■ Texte proposé
----------

C’est aux États-Unis que le débat a eu lieu dans ces termes ; mais il n’est pas absent des autres parties du monde, et notamment de l’Europe. Simplement, la religion n’y est pas souvent mise en avant et si certaines pratiques sont condamnées au nom du respect de la dignité humaine, comme le clonage ou le lancer de nains, c’est en référence à un cadre juridique et philosophique qui trouve son origine notamment chez Kant. En Europe aussi, deux conceptions de la dignité s’opposent : celle qui la conçoit comme exigeant le respect plein et entier des libertés et droits, mais rien de plus, et celle qui la mobilise en faveur de la défense d’une conception plus riche de la nature humaine, qu’il faudrait préserver, en particulier contre les avancées des biotechnologies.

4. Vers un usage plus large du concept

Une autre particularité du concept de dignité consiste en ce que, si on s’en tient à sa définition formelle comme désignant la valeur intrinsèque d’un être, son usage n’est pas limité à l’être humain : elle peut s’appliquer à tout ce qui possède une telle valeur intrinsèque en plus ou à côté de sa valeur utilitaire. Si, dans l’anthropocentrisme classique, dont Kant est un représentant important, la dignité ne concerne que l’être humain – car pour cette conception, seul l’être humain a une valeur intrinsèque et donc une dignité, toutes les autres entités étant des choses –, il n’en va plus de même dans des conceptions qui accordent un statut moral aux animaux, sur la base du fait qu’ils sont capables d’éprouver du plaisir et de la douleur (pathocentrisme), ou même à tous les êtres vivants, vu qu’ils possèdent la vie (biocentrisme). Un tel élargissement s’observe notamment dans la Déclaration de Barcelone de 1998, qui proposait d’enrichir la bioéthique par l’ajout de principes supplémentaires, la dignité notamment, précisant que l’être humain a « des devoirs envers la partie non humaine de la nature vivante », à savoir les animaux, les plantes et l’environnement.

Dans certains pays, de telles conceptions non anthropocentristes ont été ancrées dans l’ordre constitutionnel et juridique. C’est le cas de la Suisse où la Constitution parle du respect de la dignité de la créature (article 120). Cette dignité ne saurait toutefois exiger un respect absolu, comme il en va pour la dignité humaine : la loi suisse précise notamment que nous ne violons la dignité d’un animal que si nous ne prenons pas en compte ses intérêts. Autrement dit, si une pondération des intérêts est effectuée et que la balance penche en faveur des êtres humains, l’animal pourra être utilisé, c’est-à-dire instrumentalisé. Dans cette optique, la mise à mort n’est pas considérée comme une violation de la dignité des animaux, ce que critiquent certains auteurs ; toutefois, Kant non plus ne pensait pas que la peine de mort était incompatible avec le respect de la dignité humaine.

----------

(Données d'étiquetage par points sur photos)
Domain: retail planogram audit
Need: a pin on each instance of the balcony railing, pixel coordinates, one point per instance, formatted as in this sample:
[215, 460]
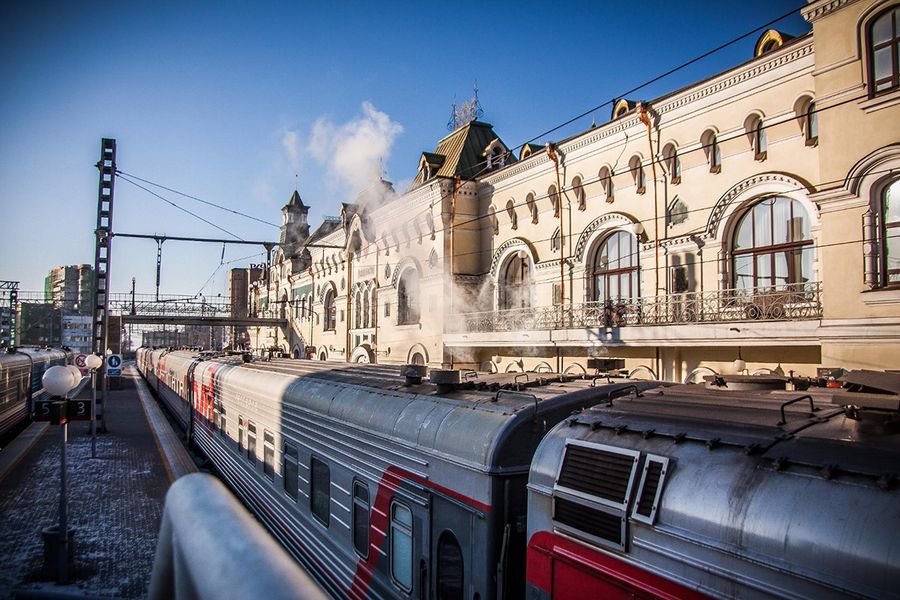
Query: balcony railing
[792, 302]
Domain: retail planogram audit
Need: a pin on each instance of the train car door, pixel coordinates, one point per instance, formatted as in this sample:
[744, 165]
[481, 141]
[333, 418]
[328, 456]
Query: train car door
[451, 550]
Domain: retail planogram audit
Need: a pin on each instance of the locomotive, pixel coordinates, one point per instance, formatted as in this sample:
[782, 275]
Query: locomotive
[21, 370]
[381, 486]
[385, 487]
[722, 490]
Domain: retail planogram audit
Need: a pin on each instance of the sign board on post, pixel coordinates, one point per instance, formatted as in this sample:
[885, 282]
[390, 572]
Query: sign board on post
[81, 364]
[114, 365]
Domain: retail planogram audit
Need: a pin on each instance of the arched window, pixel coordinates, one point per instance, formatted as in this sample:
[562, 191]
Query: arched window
[553, 194]
[532, 207]
[366, 309]
[408, 297]
[637, 172]
[812, 125]
[515, 282]
[511, 211]
[578, 190]
[890, 233]
[773, 245]
[673, 163]
[756, 131]
[609, 189]
[883, 48]
[450, 568]
[710, 143]
[329, 310]
[615, 268]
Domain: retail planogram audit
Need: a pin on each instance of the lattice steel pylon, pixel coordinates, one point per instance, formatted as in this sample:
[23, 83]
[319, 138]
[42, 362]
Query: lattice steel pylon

----------

■ Consigne
Les affirmations suivantes concordent-elles avec le texte sur la dignité ? Pour chacune, répondez par oui ou par non et citez les mots exacts du texte qui permettent de trancher.
1. La Constitution suisse mentionne le respect de la dignité de la créature.
2. Selon la loi suisse, la mise à mort d'un animal constitue une violation de sa dignité.
3. Dans l'anthropocentrisme classique, les animaux possèdent une dignité.

■ Corrigé
1. Oui : « la Constitution parle du respect de la dignité de la créature ».
2. Non : « la mise à mort n’est pas considérée comme une violation de la dignité des animaux ».
3. Non : « seul l’être humain a une valeur intrinsèque et donc une dignité ».